▶ Records for processing:
■ ■ ■ ■ ■

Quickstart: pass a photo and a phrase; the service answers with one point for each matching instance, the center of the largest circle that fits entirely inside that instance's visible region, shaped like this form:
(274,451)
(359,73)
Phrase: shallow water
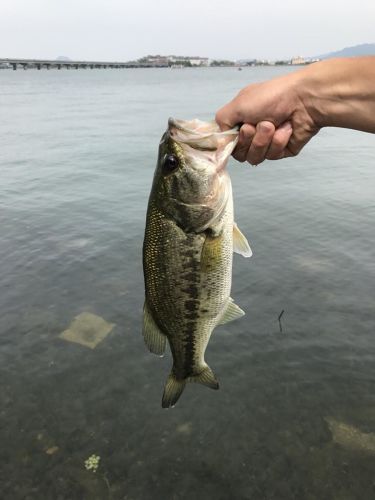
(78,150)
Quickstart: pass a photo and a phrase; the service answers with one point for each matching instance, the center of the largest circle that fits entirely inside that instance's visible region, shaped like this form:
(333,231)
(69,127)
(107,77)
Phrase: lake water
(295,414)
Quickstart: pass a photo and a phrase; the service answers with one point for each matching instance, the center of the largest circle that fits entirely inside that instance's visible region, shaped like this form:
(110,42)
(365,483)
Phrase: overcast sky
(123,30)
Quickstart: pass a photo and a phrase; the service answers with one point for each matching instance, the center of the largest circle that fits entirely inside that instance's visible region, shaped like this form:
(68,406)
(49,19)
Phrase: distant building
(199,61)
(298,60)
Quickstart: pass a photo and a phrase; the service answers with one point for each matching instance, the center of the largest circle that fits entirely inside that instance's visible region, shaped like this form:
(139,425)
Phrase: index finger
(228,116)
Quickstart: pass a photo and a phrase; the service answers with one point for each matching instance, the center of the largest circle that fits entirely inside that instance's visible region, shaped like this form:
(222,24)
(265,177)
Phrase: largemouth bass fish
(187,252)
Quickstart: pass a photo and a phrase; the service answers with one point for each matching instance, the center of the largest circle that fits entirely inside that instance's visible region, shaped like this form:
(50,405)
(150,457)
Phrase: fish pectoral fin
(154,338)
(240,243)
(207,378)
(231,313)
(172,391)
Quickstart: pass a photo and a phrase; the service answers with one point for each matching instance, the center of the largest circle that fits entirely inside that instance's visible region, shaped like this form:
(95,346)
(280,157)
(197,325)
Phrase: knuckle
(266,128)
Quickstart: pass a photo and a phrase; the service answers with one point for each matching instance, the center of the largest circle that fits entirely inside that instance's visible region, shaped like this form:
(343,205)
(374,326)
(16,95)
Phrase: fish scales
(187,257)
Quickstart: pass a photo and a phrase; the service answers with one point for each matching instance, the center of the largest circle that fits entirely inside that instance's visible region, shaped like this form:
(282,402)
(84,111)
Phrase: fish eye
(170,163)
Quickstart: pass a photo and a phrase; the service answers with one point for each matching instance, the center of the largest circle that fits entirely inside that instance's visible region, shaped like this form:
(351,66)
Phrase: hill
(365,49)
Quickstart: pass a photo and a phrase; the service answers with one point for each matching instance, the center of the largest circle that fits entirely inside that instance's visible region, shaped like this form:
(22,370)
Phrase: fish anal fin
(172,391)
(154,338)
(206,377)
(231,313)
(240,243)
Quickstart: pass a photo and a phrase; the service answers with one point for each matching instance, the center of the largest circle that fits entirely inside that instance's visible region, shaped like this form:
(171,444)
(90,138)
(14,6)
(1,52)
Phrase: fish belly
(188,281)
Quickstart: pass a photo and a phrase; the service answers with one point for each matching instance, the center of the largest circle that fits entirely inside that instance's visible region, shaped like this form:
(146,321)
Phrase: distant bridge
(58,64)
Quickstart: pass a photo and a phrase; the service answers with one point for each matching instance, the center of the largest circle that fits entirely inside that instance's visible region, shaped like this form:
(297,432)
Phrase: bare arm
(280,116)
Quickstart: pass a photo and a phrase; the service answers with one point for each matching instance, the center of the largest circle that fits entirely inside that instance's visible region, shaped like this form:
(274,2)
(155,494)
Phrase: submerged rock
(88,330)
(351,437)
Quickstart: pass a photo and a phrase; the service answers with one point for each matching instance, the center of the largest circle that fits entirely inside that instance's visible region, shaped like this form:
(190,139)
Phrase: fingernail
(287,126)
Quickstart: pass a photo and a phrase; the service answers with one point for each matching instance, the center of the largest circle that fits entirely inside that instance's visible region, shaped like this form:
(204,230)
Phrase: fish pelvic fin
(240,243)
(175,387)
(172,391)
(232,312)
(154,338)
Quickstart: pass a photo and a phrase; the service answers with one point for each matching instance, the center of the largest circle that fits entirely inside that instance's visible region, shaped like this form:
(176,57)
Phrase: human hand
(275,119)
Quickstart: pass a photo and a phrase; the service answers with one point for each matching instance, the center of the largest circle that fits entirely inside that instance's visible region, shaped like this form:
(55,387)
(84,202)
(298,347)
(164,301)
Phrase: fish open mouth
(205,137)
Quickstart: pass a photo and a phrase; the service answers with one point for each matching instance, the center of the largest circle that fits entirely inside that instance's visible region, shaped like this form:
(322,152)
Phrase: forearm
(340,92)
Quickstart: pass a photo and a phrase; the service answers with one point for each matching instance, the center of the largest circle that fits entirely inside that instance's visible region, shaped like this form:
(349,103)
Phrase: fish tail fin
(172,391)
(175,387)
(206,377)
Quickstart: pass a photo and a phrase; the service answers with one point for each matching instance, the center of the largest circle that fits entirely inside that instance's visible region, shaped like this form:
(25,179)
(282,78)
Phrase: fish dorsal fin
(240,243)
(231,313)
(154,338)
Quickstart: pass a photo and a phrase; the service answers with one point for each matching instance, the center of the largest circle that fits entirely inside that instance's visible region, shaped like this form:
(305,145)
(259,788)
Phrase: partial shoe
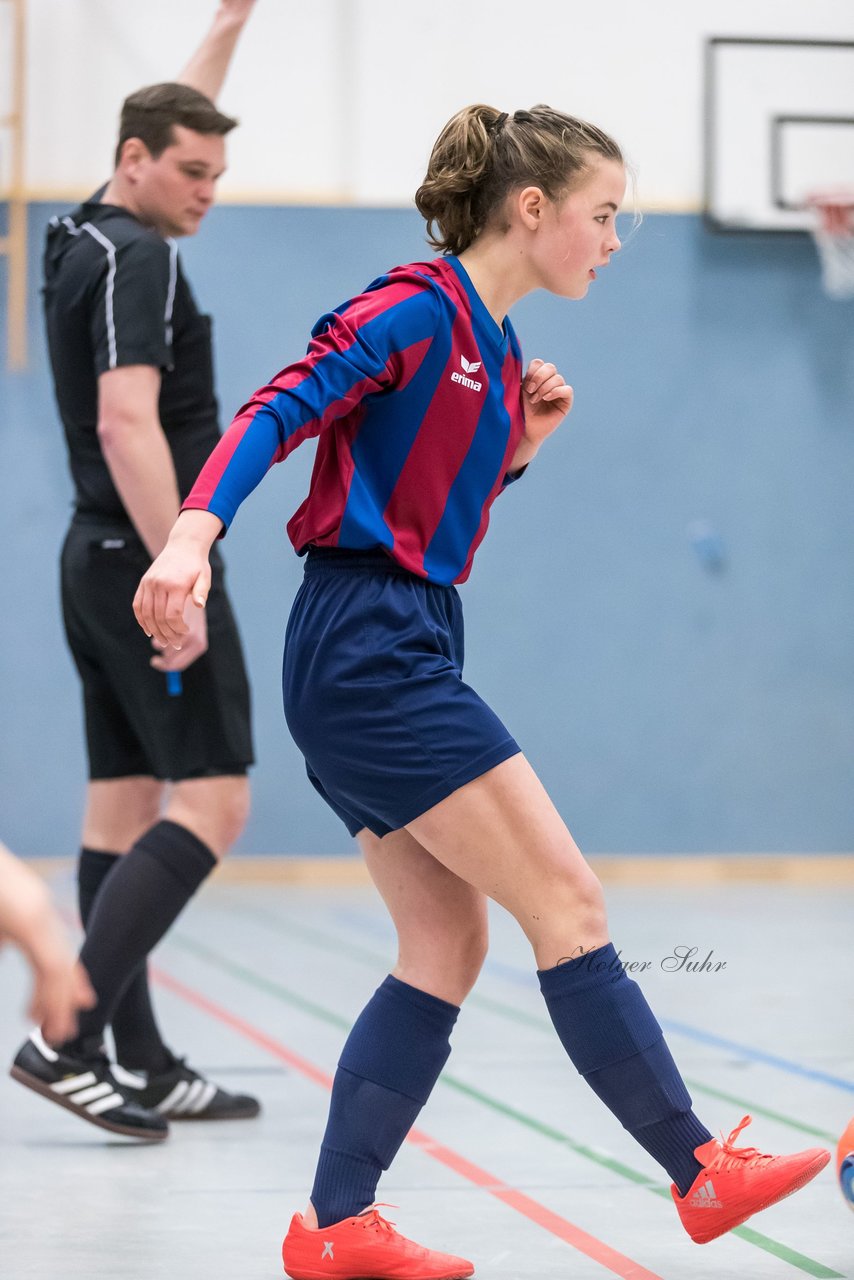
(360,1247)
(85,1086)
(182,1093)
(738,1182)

■ ■ ■ ■ ■

▶ Exercise instructions:
Tally how many lines in the material above contain the word "water", and reply with that number only.

▶ Reply:
2